▶ _TEXTO MOSTRADO_
------

La anarquía es como el aire, no se ve, pero se siente y percibe en todos lados. Según la Real Academia Española, “anarquía” significa ausencia de poder público; desconcierto, incoherencia, barullo. Siendo el anarquismo la doctrina que propugna la supresión del Estado. Ésta institución política parece estarse boicoteando a sí misma. Quizá por esquizofrenia, pues nótese que el Estado ya no cumple sus funciones esenciales, ya no provee orden social justo, sino desorden, desigualdad e injustica.

Son tiempos y espacios propicios para las crisis y el caos. Pero no hay cabida para pesimismos, menos aún para optimismos, solo para el realismo incómodo. Por eso obras como “La condición de la posmodernidad” de David Harvey sirven de referente para comprender y para reflexionar los sinsentidos de la actualidad. Ahí se expresa que, en la conciencia de la época clásica, no es el presente el que lleva el pasado a su culminación, sino el pasado el que culmina en el presente, y el presente a su vez es entendido como un nuevo triunfo de los valores antiguos y eternos, como un retorno al principio de la verdad y de la justicia, como una restauración o re-nacimiento de aquellos principios.

------

▶ _MATERIAL PROPORCIONADO_
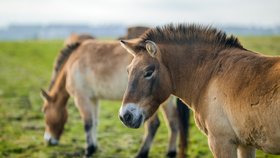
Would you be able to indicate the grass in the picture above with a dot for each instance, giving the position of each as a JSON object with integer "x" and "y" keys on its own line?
{"x": 26, "y": 66}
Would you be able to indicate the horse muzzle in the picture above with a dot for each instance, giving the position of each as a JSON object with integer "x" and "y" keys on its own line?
{"x": 131, "y": 115}
{"x": 50, "y": 140}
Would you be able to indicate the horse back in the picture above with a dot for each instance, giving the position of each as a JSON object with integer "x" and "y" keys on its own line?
{"x": 98, "y": 69}
{"x": 245, "y": 94}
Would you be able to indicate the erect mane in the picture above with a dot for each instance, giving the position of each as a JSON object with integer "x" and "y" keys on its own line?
{"x": 61, "y": 59}
{"x": 190, "y": 33}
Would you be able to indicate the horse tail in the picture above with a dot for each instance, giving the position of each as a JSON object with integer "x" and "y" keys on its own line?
{"x": 184, "y": 116}
{"x": 61, "y": 59}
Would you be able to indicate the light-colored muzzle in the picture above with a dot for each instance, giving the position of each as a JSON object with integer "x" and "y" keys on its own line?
{"x": 49, "y": 139}
{"x": 131, "y": 115}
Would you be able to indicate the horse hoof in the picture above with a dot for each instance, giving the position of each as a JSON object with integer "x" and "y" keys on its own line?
{"x": 171, "y": 154}
{"x": 142, "y": 155}
{"x": 90, "y": 150}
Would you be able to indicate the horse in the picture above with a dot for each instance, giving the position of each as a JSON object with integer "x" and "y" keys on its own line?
{"x": 233, "y": 92}
{"x": 90, "y": 70}
{"x": 134, "y": 31}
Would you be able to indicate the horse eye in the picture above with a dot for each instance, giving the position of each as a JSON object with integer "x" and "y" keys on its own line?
{"x": 148, "y": 74}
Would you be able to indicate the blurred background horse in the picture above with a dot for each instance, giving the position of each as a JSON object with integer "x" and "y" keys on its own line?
{"x": 90, "y": 70}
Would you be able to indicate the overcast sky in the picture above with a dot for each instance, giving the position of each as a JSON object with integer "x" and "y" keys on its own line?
{"x": 131, "y": 12}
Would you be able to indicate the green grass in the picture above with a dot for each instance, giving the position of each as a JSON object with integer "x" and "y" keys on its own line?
{"x": 26, "y": 66}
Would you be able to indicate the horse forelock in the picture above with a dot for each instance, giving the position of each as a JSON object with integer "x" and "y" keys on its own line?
{"x": 190, "y": 33}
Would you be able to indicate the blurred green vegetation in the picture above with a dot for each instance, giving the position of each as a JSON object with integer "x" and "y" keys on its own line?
{"x": 26, "y": 66}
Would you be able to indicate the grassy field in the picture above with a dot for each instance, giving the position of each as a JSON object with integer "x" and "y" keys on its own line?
{"x": 26, "y": 66}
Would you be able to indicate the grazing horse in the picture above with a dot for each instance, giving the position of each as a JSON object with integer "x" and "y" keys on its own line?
{"x": 233, "y": 92}
{"x": 88, "y": 71}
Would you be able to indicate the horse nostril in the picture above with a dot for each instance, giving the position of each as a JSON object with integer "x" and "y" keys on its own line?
{"x": 128, "y": 116}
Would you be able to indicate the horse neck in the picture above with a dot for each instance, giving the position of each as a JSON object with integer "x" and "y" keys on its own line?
{"x": 191, "y": 68}
{"x": 58, "y": 89}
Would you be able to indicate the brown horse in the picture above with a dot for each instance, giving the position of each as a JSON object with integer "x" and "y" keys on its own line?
{"x": 88, "y": 71}
{"x": 234, "y": 92}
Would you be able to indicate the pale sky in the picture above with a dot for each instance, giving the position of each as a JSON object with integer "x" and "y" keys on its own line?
{"x": 144, "y": 12}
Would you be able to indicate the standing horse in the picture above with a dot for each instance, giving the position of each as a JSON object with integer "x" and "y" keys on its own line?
{"x": 234, "y": 92}
{"x": 90, "y": 71}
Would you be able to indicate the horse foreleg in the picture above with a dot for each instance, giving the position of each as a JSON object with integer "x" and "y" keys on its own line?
{"x": 171, "y": 118}
{"x": 184, "y": 117}
{"x": 89, "y": 112}
{"x": 246, "y": 152}
{"x": 222, "y": 147}
{"x": 151, "y": 127}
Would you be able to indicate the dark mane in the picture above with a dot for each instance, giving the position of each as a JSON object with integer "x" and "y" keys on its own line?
{"x": 190, "y": 33}
{"x": 61, "y": 59}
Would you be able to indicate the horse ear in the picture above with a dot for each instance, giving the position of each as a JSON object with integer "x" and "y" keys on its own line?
{"x": 45, "y": 95}
{"x": 130, "y": 45}
{"x": 151, "y": 48}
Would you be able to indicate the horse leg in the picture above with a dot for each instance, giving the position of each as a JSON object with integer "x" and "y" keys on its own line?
{"x": 151, "y": 127}
{"x": 246, "y": 152}
{"x": 222, "y": 147}
{"x": 89, "y": 112}
{"x": 184, "y": 117}
{"x": 171, "y": 118}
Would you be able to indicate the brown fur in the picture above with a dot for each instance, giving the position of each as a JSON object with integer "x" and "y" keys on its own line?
{"x": 91, "y": 71}
{"x": 233, "y": 92}
{"x": 134, "y": 31}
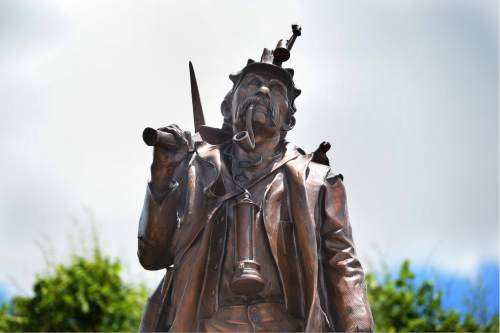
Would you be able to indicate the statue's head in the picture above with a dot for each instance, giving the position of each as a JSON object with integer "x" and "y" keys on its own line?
{"x": 261, "y": 104}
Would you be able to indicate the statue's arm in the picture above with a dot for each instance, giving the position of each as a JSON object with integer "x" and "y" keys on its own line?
{"x": 344, "y": 277}
{"x": 158, "y": 220}
{"x": 157, "y": 226}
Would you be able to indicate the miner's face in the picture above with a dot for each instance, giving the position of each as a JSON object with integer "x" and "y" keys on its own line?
{"x": 260, "y": 101}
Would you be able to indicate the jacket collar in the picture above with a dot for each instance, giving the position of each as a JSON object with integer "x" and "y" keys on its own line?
{"x": 210, "y": 155}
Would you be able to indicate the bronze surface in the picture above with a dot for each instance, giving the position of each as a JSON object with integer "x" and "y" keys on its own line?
{"x": 254, "y": 233}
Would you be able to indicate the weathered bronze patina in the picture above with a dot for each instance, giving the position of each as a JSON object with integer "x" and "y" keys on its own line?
{"x": 253, "y": 232}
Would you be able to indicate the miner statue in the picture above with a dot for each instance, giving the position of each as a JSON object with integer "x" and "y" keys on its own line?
{"x": 253, "y": 232}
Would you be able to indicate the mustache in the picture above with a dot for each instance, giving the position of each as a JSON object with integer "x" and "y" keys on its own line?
{"x": 252, "y": 101}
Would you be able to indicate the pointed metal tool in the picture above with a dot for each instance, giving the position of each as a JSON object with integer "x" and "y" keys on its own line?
{"x": 199, "y": 119}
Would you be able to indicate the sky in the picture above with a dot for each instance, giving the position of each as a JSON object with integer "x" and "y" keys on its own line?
{"x": 406, "y": 92}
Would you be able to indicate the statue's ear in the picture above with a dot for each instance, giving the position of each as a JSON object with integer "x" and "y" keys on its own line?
{"x": 290, "y": 124}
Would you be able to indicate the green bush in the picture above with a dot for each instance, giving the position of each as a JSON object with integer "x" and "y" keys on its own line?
{"x": 399, "y": 305}
{"x": 89, "y": 295}
{"x": 86, "y": 295}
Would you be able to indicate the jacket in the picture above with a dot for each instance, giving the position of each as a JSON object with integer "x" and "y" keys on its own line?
{"x": 307, "y": 225}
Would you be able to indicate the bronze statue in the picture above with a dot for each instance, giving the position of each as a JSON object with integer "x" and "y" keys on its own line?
{"x": 252, "y": 231}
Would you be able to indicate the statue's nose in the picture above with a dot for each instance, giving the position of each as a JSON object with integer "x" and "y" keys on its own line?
{"x": 264, "y": 90}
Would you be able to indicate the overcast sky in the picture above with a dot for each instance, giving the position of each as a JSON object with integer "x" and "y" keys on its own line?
{"x": 406, "y": 92}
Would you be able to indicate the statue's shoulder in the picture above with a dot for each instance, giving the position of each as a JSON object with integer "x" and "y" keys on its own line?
{"x": 315, "y": 165}
{"x": 206, "y": 153}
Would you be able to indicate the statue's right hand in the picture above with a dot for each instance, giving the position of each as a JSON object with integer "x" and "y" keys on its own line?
{"x": 166, "y": 160}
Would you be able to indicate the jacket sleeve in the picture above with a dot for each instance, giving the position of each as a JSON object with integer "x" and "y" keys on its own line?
{"x": 157, "y": 226}
{"x": 344, "y": 277}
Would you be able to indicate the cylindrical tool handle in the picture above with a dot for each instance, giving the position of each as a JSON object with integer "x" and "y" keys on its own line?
{"x": 153, "y": 137}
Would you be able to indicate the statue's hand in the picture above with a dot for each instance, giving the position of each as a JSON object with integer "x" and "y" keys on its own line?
{"x": 165, "y": 160}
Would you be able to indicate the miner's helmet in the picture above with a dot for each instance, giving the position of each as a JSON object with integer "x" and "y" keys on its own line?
{"x": 271, "y": 64}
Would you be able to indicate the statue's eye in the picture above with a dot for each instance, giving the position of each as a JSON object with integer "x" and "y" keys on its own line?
{"x": 276, "y": 87}
{"x": 254, "y": 82}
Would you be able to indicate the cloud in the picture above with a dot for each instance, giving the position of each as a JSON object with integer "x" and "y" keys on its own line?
{"x": 405, "y": 91}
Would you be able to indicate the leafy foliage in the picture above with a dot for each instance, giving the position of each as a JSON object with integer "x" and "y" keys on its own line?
{"x": 398, "y": 305}
{"x": 86, "y": 295}
{"x": 89, "y": 295}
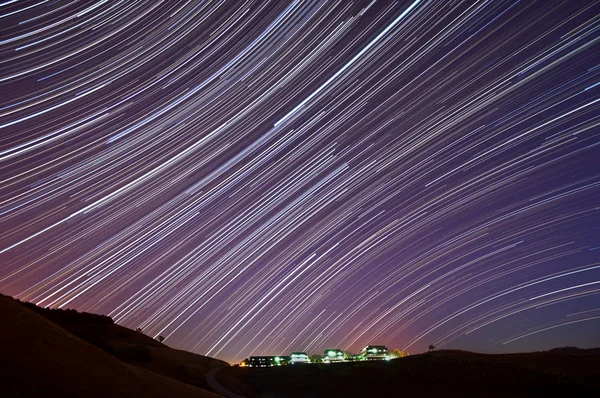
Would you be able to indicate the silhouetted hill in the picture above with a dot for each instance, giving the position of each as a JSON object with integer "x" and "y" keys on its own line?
{"x": 575, "y": 351}
{"x": 41, "y": 359}
{"x": 436, "y": 374}
{"x": 131, "y": 346}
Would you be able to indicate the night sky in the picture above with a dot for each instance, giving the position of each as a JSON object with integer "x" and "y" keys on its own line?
{"x": 261, "y": 177}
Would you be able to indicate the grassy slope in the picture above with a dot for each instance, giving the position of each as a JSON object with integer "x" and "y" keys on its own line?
{"x": 444, "y": 373}
{"x": 41, "y": 359}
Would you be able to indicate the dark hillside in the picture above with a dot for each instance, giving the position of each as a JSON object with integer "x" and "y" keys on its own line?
{"x": 41, "y": 359}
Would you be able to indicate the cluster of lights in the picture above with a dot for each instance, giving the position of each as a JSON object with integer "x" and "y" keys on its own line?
{"x": 331, "y": 355}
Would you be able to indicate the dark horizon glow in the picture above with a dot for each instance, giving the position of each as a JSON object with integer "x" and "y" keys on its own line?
{"x": 261, "y": 177}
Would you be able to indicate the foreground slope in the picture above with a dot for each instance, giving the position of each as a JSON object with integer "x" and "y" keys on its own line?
{"x": 41, "y": 359}
{"x": 131, "y": 346}
{"x": 444, "y": 373}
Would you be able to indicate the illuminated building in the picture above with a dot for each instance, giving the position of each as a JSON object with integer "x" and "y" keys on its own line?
{"x": 262, "y": 362}
{"x": 299, "y": 357}
{"x": 333, "y": 355}
{"x": 374, "y": 352}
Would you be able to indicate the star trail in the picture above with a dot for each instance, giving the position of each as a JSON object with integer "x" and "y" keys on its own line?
{"x": 261, "y": 177}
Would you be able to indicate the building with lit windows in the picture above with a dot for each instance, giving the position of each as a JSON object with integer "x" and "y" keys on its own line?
{"x": 299, "y": 357}
{"x": 261, "y": 362}
{"x": 374, "y": 352}
{"x": 333, "y": 355}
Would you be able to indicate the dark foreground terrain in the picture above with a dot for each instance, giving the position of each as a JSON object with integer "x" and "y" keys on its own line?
{"x": 56, "y": 353}
{"x": 567, "y": 373}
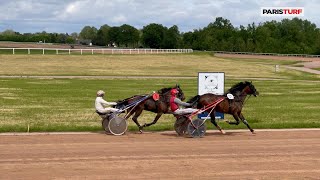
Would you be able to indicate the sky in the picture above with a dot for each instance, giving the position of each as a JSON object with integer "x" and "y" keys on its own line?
{"x": 68, "y": 16}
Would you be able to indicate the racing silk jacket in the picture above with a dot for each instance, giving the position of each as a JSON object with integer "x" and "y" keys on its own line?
{"x": 175, "y": 102}
{"x": 100, "y": 103}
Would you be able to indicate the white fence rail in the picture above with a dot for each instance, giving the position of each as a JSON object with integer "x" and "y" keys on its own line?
{"x": 269, "y": 54}
{"x": 91, "y": 51}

------

▶ _COMPLETA LO SIGUIENTE_
- a) ¿Qué obra de David Harvey se cita en el texto sobre la anarquía?
- b) Enumera todos los significados de «anarquía» que el texto sobre la anarquía atribuye a la Real Academia Española.
- c) Reproduce el fragmento del texto sobre la anarquía que comienza en "Son tiempos y" y continúa hasta "de aquellos principios.", ambos incluidos.

▶ _RESULTADOS POR TAREA_
- a) «La condición de la posmodernidad».

- b)
- Ausencia de poder público
- Desconcierto
- Incoherencia
- Barullo

- c)
Son tiempos y espacios propicios para las crisis y el caos. Pero no hay cabida para pesimismos, menos aún para optimismos, solo para el realismo incómodo. Por eso obras como “La condición de la posmodernidad” de David Harvey sirven de referente para comprender y para reflexionar los sinsentidos de la actualidad. Ahí se expresa que, en la conciencia de la época clásica, no es el presente el que lleva el pasado a su culminación, sino el pasado el que culmina en el presente, y el presente a su vez es entendido como un nuevo triunfo de los valores antiguos y eternos, como un retorno al principio de la verdad y de la justicia, como una restauración o re-nacimiento de aquellos principios.